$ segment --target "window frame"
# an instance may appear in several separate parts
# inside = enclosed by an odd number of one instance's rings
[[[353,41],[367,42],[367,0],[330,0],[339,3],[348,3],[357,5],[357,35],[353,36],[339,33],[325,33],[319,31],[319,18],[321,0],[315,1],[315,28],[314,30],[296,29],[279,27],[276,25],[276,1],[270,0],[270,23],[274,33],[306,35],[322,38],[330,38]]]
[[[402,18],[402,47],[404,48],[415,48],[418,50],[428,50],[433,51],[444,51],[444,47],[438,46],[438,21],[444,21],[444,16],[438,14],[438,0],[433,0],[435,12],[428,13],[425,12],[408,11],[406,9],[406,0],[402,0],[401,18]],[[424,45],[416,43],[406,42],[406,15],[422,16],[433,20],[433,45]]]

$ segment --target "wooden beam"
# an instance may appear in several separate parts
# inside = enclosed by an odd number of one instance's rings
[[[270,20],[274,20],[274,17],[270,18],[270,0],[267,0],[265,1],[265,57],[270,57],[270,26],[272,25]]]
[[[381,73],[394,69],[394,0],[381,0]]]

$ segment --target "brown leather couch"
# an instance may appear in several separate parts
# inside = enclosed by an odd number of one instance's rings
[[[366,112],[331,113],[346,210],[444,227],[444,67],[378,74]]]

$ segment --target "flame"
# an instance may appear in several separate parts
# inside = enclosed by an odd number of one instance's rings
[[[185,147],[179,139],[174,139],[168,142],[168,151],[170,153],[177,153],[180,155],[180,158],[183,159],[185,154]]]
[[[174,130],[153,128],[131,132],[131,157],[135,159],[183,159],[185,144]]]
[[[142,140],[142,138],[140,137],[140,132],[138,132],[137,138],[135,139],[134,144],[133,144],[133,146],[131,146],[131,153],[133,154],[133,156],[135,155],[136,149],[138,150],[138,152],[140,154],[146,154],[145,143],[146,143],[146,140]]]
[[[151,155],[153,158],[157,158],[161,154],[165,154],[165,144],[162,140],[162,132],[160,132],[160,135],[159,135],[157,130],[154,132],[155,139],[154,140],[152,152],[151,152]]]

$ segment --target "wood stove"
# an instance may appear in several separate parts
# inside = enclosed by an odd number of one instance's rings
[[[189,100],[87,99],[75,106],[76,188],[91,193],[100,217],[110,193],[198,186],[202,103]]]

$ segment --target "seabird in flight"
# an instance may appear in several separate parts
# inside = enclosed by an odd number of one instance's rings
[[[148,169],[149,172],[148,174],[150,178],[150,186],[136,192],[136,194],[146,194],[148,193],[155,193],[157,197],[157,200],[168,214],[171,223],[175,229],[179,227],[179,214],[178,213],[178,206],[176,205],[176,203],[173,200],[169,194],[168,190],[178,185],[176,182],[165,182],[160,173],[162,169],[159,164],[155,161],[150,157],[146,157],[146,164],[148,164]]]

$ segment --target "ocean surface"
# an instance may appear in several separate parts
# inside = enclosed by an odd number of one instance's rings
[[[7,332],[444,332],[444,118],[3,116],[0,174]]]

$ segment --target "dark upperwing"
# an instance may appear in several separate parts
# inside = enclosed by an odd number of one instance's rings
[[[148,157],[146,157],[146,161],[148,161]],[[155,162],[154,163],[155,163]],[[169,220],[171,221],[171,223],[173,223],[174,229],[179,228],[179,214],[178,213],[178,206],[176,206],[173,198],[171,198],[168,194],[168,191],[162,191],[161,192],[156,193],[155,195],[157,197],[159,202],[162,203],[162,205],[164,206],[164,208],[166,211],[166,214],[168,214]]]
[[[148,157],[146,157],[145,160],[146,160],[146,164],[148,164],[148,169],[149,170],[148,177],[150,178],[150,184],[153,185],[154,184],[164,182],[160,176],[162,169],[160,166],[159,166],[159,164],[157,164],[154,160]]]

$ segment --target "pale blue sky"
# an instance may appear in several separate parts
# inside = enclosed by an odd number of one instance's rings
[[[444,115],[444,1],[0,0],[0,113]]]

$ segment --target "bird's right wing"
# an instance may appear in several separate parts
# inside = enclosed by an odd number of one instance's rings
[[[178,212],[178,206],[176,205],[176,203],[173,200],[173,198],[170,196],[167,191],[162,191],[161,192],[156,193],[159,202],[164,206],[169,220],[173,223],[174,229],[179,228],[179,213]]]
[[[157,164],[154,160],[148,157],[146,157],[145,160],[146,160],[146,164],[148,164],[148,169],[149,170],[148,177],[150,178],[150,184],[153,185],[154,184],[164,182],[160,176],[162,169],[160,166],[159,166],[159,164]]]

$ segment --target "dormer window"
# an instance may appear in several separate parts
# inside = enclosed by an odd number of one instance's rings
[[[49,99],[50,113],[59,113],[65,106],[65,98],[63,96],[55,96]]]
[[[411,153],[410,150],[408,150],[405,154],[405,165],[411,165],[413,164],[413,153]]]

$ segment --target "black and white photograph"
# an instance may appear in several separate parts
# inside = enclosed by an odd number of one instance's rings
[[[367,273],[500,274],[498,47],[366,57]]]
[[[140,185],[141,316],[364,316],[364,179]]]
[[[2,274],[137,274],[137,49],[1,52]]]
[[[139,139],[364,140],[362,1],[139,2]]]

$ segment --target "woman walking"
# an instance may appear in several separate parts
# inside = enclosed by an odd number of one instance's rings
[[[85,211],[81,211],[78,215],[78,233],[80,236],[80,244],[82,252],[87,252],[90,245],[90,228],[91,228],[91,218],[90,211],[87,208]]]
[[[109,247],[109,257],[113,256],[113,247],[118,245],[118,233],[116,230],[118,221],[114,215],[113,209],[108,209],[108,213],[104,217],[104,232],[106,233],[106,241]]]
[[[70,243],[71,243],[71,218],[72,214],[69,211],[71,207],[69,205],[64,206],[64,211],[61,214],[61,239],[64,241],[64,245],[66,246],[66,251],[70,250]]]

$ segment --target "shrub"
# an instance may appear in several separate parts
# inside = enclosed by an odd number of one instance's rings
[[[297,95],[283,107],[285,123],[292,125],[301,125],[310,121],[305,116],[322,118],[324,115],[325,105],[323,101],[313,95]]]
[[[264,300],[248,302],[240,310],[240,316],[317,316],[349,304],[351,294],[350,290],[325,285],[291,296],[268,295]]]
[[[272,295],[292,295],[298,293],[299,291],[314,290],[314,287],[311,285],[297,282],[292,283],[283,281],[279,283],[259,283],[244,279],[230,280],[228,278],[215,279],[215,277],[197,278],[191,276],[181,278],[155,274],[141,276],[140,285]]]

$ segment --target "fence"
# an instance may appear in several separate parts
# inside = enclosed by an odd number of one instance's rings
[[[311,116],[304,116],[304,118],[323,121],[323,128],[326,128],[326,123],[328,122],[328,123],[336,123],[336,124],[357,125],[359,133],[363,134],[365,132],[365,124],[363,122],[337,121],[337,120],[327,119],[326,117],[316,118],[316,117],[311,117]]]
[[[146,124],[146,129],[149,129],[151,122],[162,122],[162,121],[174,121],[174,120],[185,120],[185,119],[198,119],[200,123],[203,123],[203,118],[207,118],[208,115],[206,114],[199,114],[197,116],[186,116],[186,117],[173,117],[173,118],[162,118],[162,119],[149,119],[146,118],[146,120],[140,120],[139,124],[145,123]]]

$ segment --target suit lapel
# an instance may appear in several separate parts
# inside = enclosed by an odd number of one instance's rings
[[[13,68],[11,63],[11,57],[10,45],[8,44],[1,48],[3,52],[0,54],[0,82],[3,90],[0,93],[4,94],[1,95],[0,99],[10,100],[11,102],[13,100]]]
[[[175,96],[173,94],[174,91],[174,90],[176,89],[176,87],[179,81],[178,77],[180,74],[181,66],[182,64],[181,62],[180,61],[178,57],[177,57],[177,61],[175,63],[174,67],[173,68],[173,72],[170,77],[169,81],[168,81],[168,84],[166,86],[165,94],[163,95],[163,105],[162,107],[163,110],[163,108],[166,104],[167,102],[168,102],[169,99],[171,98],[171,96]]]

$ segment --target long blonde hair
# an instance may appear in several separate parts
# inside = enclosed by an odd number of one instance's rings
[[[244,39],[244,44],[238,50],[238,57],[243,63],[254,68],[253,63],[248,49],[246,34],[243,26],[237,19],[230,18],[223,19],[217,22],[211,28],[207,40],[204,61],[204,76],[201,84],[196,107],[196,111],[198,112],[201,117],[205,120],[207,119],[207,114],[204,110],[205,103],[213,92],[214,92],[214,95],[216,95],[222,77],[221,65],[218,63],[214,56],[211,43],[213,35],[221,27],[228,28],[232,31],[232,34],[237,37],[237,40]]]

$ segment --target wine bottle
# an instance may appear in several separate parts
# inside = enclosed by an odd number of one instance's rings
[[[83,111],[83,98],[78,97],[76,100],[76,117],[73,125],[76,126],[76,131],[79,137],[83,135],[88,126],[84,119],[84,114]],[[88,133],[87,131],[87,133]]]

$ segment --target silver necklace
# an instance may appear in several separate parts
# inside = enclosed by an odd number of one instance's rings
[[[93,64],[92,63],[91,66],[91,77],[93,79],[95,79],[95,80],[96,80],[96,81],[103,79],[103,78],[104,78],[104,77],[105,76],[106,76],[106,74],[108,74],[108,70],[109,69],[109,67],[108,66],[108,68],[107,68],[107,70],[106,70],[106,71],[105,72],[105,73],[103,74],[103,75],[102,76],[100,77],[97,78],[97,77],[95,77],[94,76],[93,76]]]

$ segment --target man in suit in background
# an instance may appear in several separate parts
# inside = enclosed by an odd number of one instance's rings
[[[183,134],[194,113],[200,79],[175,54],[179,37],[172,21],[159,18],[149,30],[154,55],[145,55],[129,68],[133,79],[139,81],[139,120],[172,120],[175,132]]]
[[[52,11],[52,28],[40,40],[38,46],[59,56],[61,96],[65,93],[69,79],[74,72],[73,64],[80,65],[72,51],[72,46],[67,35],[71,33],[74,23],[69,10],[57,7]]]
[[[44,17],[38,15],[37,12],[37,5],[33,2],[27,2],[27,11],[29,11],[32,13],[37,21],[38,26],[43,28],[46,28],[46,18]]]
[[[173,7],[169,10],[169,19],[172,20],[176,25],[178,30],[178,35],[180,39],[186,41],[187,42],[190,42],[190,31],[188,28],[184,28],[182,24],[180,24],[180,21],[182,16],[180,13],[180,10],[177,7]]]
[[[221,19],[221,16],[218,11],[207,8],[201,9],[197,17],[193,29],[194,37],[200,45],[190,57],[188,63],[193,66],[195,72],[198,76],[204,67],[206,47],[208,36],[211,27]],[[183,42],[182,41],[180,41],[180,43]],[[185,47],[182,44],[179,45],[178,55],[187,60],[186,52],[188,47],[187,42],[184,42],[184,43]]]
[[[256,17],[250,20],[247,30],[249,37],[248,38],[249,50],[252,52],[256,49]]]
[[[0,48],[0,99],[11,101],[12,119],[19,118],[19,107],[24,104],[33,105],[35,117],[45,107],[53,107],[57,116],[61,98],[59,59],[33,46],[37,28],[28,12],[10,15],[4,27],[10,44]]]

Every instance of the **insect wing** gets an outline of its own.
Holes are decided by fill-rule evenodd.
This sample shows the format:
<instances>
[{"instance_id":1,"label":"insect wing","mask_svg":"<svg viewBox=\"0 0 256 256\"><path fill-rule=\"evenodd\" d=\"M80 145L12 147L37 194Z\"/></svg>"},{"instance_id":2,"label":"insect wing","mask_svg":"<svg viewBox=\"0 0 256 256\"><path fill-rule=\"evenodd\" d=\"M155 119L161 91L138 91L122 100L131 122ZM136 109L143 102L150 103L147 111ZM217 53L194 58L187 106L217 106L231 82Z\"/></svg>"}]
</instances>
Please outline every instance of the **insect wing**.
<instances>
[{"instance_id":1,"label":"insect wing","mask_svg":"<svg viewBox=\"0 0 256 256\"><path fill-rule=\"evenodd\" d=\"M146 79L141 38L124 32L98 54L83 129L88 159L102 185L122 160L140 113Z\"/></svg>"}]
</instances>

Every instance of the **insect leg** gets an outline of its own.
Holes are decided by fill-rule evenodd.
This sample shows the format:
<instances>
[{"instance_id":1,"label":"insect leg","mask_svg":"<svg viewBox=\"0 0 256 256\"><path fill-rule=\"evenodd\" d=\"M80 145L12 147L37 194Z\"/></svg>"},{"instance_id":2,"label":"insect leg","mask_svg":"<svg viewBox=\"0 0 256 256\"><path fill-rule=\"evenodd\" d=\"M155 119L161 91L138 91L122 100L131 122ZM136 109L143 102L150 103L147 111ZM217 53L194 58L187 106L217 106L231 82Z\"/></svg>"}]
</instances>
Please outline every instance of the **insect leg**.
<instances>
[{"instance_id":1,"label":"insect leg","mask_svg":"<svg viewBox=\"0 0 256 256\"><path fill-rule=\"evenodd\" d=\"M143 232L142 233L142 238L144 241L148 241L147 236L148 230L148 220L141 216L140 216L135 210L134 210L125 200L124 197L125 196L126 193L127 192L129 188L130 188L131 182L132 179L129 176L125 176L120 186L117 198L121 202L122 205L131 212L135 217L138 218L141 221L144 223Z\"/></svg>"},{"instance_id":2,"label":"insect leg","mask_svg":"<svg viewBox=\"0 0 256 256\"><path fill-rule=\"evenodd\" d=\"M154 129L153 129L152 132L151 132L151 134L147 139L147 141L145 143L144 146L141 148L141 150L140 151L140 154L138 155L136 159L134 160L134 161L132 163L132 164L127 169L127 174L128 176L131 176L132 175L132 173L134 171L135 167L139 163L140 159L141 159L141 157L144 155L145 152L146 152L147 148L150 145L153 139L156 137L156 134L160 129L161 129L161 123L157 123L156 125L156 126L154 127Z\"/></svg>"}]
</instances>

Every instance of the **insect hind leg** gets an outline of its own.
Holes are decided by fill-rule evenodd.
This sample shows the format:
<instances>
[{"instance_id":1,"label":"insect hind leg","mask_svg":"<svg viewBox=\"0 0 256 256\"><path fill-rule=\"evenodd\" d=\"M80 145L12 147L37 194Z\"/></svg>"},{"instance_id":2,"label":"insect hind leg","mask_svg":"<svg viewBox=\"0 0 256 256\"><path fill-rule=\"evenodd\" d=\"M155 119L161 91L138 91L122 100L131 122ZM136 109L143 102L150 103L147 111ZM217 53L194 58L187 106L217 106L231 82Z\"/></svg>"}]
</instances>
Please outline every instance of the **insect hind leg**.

######

Report how many lines in the items above contain the string "suit". Give only the number.

2